Start of SOURCE DATA

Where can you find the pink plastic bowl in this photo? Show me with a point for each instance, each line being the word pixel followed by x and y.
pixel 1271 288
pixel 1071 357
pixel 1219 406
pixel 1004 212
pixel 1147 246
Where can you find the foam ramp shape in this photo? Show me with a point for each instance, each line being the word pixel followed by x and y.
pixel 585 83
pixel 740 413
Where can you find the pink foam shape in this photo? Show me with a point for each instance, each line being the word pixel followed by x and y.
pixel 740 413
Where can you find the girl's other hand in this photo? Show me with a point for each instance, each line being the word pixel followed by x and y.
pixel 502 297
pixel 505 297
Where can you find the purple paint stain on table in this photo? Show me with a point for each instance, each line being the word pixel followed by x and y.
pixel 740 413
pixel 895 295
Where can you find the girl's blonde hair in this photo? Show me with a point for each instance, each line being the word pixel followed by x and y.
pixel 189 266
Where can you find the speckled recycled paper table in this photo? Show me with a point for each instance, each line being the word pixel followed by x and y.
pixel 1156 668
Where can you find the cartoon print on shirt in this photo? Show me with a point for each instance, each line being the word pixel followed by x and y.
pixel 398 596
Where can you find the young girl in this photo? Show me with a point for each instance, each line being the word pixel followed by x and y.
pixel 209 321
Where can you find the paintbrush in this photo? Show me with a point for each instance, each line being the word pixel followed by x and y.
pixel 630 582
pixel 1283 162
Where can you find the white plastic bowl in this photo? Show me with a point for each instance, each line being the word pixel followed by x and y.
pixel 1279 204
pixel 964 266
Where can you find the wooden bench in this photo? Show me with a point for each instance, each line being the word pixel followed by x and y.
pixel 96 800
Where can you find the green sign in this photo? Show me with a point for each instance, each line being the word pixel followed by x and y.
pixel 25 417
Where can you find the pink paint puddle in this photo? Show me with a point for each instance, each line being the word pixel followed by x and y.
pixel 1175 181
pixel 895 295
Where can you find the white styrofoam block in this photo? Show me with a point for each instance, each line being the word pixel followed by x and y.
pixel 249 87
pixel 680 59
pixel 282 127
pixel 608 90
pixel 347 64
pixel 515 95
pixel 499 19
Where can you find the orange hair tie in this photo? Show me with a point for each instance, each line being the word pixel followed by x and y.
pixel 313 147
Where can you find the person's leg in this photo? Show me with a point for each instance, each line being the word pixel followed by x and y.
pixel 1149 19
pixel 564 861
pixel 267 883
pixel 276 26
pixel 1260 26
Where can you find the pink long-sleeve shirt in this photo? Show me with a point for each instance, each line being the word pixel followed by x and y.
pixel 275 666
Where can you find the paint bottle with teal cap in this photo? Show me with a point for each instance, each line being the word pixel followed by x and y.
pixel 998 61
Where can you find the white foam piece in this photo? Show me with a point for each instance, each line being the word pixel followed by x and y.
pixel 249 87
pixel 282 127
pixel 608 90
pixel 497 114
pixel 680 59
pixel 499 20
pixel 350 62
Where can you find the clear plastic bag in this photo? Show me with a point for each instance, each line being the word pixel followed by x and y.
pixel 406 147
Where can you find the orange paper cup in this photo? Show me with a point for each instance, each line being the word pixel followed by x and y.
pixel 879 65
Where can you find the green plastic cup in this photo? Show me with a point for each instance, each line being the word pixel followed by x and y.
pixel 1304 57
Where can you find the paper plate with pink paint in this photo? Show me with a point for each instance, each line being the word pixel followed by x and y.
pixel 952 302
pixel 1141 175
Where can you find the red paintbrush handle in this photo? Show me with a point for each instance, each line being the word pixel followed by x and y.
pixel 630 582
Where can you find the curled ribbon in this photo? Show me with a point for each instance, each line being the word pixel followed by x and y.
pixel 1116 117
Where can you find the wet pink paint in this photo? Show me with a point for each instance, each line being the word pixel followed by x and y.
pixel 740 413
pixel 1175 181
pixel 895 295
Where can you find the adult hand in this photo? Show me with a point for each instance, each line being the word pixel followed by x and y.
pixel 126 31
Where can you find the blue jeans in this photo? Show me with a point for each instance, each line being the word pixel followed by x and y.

End of SOURCE DATA

TASK TO CARRY OUT |
Print each line, starting with the one that contains "Where can you find the curled" and ending with the last line of the data, exactly as it stands and with no other lines.

EXERCISE SOLUTION |
Where can you find the curled ribbon in this photo? Show me with a point for each instance, each line being the word pixel followed by x and y.
pixel 1116 117
Where can you find the wet pink paint in this photo? Show me with a point for each instance, each line being the word pixel followed by x and y.
pixel 740 413
pixel 1175 181
pixel 895 295
Where can you find the adult hand in this photo? Show me with a point for each instance, each line being the word pixel followed by x and y.
pixel 126 31
Where can you find the blue jeans in this photo? Show me with a point for each instance, each line being the word pixel followed by x and y.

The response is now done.